*** Opening of DATA ***

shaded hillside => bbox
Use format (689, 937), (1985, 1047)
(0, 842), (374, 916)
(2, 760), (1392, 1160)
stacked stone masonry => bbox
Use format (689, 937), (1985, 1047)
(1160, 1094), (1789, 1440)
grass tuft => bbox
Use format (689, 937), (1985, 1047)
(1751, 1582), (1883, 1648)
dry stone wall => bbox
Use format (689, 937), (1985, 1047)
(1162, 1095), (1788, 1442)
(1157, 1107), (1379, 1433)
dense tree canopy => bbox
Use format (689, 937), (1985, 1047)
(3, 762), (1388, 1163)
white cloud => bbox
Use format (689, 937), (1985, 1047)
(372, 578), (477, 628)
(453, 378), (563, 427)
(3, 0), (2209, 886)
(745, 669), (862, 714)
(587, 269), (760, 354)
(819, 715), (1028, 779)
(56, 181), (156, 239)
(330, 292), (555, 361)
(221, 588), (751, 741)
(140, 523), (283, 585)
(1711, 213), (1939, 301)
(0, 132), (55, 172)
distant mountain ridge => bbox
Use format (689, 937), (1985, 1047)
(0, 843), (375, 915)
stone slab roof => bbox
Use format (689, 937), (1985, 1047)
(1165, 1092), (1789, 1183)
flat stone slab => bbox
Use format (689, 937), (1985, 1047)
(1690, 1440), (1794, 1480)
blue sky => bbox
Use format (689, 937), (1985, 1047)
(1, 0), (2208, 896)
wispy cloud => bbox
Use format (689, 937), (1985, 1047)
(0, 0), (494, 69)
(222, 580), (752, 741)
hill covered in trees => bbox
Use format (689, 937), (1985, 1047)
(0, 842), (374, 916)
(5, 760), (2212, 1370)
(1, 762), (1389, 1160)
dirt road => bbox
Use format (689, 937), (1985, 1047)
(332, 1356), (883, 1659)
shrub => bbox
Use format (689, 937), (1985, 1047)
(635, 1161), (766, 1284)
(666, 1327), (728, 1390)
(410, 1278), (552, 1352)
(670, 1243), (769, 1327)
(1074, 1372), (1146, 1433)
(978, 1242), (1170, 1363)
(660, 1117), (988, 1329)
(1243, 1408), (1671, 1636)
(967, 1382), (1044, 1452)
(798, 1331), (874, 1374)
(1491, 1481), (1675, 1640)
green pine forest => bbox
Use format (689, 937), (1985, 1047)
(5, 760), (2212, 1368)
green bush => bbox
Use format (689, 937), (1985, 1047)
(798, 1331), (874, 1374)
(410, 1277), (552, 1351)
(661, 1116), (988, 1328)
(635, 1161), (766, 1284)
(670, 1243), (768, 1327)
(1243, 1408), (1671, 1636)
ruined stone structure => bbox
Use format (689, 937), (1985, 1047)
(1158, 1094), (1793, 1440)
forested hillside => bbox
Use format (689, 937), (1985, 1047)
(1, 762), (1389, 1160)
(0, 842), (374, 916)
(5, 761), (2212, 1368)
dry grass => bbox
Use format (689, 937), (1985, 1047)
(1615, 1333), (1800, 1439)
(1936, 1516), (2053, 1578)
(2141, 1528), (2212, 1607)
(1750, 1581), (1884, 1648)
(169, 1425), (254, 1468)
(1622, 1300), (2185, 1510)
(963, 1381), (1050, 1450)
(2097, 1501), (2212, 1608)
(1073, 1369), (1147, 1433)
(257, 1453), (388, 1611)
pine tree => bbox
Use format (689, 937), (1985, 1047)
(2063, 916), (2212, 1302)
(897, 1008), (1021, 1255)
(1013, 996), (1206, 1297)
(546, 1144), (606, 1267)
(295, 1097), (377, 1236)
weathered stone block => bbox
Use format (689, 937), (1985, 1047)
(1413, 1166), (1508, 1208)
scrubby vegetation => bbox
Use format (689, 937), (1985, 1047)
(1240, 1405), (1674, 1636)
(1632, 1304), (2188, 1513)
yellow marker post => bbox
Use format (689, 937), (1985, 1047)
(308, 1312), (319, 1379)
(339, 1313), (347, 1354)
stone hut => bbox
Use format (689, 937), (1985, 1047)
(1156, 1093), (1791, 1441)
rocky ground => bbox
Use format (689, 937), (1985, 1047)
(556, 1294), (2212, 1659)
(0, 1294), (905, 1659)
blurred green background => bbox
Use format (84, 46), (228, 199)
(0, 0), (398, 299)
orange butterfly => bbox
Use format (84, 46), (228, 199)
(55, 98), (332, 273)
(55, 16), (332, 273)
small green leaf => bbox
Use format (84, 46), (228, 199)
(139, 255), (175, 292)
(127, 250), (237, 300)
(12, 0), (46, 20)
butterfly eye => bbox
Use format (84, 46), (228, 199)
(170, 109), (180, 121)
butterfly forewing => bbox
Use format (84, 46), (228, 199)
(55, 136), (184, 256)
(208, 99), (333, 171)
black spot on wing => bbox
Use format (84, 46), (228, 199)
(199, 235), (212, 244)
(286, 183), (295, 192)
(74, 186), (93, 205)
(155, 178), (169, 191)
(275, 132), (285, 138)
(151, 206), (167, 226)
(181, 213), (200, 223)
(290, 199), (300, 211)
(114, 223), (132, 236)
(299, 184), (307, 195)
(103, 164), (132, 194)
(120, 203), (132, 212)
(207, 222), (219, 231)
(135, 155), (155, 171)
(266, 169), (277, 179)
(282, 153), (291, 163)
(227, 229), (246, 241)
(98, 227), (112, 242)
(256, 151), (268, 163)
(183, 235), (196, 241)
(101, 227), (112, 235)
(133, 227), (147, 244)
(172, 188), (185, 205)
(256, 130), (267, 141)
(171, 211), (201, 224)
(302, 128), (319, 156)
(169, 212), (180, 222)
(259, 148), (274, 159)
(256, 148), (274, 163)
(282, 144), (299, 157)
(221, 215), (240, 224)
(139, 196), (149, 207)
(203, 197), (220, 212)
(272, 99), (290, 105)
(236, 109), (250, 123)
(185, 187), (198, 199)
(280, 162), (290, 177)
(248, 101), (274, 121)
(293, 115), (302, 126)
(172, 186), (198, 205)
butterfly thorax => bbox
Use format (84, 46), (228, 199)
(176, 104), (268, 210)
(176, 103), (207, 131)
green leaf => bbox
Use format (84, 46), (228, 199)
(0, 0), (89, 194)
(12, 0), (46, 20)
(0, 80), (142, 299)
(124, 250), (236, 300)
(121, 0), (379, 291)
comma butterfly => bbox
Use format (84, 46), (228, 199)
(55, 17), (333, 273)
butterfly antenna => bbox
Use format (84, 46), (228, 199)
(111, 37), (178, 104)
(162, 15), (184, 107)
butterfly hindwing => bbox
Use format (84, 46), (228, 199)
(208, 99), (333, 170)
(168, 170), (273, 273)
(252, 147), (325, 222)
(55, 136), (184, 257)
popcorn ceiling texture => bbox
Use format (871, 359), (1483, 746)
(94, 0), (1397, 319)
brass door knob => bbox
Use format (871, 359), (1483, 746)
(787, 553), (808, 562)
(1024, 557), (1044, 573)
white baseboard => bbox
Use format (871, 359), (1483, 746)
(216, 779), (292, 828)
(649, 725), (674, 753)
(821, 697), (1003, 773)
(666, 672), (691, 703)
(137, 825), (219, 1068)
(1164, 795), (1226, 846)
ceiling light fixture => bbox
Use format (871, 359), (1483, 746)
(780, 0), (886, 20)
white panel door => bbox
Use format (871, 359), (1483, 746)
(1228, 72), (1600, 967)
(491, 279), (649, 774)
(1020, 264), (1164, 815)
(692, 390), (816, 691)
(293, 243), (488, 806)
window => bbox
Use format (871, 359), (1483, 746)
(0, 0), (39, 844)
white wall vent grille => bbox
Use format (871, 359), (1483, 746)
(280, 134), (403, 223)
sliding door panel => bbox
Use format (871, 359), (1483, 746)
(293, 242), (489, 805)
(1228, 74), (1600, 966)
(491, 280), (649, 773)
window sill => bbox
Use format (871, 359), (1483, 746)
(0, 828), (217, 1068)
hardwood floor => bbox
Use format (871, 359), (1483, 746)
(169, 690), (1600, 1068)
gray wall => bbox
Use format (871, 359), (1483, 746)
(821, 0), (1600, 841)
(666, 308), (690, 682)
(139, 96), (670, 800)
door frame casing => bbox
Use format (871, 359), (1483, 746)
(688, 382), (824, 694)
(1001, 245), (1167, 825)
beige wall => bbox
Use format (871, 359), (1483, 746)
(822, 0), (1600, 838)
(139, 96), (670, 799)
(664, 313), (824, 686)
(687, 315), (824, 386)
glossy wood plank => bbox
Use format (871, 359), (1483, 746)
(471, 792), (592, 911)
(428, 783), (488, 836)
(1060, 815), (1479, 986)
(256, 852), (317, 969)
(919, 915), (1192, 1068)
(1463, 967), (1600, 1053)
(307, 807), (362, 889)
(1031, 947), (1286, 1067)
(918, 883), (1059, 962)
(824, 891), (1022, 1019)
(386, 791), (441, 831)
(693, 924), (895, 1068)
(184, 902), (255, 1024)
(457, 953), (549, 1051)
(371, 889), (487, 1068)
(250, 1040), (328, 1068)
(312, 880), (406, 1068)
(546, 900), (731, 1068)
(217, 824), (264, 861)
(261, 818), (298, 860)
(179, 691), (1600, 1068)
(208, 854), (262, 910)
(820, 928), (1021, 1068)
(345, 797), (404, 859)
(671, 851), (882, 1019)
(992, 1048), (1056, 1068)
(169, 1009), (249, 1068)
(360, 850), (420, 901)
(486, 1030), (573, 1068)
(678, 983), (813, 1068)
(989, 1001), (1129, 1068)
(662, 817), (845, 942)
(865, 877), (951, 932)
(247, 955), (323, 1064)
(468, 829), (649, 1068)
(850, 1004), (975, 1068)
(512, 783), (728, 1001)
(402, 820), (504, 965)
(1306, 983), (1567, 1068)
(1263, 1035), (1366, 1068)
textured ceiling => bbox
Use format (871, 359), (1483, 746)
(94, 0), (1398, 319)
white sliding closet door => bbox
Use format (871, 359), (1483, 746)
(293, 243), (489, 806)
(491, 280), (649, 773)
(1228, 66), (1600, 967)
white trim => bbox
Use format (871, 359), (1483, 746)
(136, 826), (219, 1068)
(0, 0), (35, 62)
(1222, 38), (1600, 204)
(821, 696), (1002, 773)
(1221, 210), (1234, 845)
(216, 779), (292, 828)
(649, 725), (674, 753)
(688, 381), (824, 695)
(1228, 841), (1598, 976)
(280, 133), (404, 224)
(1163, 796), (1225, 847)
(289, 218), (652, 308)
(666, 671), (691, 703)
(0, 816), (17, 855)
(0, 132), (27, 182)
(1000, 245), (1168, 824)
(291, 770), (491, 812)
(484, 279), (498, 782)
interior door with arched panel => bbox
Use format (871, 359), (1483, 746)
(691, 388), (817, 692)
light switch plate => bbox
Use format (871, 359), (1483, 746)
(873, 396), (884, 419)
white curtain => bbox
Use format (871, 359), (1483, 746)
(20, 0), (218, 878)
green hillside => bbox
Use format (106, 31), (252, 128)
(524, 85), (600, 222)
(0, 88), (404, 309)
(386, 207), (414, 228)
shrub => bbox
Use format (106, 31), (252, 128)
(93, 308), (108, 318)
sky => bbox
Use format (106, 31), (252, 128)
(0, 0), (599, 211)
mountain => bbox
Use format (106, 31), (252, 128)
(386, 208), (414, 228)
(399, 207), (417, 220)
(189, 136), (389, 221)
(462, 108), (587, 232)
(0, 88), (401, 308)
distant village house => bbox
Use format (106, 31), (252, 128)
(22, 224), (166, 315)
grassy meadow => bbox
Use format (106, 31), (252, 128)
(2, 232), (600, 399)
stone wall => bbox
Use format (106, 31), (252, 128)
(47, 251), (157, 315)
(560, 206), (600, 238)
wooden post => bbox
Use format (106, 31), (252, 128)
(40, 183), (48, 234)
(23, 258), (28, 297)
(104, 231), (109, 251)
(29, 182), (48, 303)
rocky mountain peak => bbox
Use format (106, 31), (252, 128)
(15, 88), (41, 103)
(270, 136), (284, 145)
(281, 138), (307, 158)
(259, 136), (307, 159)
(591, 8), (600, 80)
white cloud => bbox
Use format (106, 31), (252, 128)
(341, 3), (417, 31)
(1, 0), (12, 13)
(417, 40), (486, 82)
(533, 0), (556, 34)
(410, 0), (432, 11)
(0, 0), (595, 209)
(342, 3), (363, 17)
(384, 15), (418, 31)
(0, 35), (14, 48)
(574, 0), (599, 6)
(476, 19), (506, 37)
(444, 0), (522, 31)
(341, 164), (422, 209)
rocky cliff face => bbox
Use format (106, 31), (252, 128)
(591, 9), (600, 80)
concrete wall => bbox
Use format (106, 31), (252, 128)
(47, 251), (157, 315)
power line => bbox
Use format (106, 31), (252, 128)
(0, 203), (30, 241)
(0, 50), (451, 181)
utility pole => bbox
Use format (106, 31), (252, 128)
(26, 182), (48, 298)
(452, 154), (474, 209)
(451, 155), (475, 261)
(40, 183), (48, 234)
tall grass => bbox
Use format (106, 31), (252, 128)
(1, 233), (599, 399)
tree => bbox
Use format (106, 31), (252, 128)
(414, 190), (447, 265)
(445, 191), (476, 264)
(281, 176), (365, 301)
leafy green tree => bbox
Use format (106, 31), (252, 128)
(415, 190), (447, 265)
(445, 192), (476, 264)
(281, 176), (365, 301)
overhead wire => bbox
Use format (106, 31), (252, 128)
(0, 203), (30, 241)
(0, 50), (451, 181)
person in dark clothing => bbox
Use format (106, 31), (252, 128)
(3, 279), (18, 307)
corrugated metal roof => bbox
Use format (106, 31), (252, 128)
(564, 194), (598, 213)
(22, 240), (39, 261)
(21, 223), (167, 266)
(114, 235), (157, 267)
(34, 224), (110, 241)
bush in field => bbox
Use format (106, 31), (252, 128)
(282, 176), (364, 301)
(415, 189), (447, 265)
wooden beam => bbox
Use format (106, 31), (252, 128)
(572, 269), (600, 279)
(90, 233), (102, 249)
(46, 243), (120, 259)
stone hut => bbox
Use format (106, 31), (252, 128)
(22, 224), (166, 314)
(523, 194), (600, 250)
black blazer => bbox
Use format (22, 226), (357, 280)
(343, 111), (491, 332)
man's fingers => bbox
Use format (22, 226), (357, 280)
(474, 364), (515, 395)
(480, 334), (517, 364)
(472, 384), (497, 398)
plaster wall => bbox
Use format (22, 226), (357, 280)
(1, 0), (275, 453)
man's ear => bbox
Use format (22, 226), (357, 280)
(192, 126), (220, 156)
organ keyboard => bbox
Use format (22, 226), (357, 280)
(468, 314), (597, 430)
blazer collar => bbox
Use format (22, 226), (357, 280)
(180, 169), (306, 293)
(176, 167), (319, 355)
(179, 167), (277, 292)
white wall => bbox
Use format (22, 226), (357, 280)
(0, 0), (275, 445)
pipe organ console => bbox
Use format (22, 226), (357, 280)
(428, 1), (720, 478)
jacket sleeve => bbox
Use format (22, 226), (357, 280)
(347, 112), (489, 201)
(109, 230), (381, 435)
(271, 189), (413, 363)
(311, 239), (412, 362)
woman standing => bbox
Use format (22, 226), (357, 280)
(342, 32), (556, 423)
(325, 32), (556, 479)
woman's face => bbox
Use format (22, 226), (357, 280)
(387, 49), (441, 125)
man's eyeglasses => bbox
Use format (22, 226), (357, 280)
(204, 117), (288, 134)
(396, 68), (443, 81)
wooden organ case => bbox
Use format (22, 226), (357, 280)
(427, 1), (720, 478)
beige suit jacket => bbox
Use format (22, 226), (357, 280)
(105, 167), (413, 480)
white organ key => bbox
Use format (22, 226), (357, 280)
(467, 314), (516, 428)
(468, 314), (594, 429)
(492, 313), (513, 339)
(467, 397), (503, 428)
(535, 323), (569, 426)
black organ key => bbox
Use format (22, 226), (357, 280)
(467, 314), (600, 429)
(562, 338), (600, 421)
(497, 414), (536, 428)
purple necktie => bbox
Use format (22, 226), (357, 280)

*** Close of DATA ***

TASK GOAL:
Would you retype the lines above from the one with "white sliding closet door => bbox" down to the one with "wooden post => bbox", word for word, both ends included and no other lines?

ANSWER SECTION:
white sliding closet door => bbox
Use format (871, 359), (1483, 746)
(293, 243), (489, 806)
(491, 280), (649, 773)
(1228, 66), (1600, 967)
white trim => bbox
Use format (871, 359), (1483, 746)
(136, 826), (219, 1068)
(0, 0), (35, 62)
(1222, 38), (1600, 204)
(821, 696), (1002, 773)
(1221, 210), (1234, 845)
(216, 779), (292, 828)
(649, 725), (674, 753)
(688, 381), (824, 695)
(1228, 841), (1598, 976)
(280, 133), (404, 224)
(1163, 796), (1225, 847)
(289, 218), (652, 308)
(666, 671), (691, 703)
(0, 816), (17, 855)
(0, 132), (27, 182)
(1000, 245), (1168, 824)
(291, 770), (491, 812)
(484, 279), (498, 782)
interior door with arched panel => bbox
Use format (871, 359), (1483, 746)
(691, 388), (817, 692)
light switch plate => bbox
Use format (871, 359), (1483, 746)
(873, 396), (884, 419)
white curtain => bbox
Use format (871, 359), (1483, 746)
(20, 0), (218, 878)
green hillside => bbox
Use format (106, 31), (252, 128)
(524, 85), (600, 222)
(0, 88), (404, 309)
(386, 207), (414, 228)
shrub => bbox
Use format (106, 31), (252, 128)
(93, 308), (108, 318)
sky => bbox
Use format (106, 31), (252, 128)
(0, 0), (599, 211)
mountain => bbox
Use format (106, 31), (252, 128)
(386, 208), (414, 228)
(399, 207), (417, 220)
(189, 136), (389, 221)
(462, 108), (587, 232)
(0, 88), (401, 308)
distant village house => bbox
Use format (106, 31), (252, 128)
(22, 224), (166, 315)
grassy meadow => bbox
Use format (106, 31), (252, 128)
(2, 232), (600, 399)
stone wall => bbox
Use format (106, 31), (252, 128)
(47, 251), (157, 315)
(560, 206), (600, 238)
wooden post => bbox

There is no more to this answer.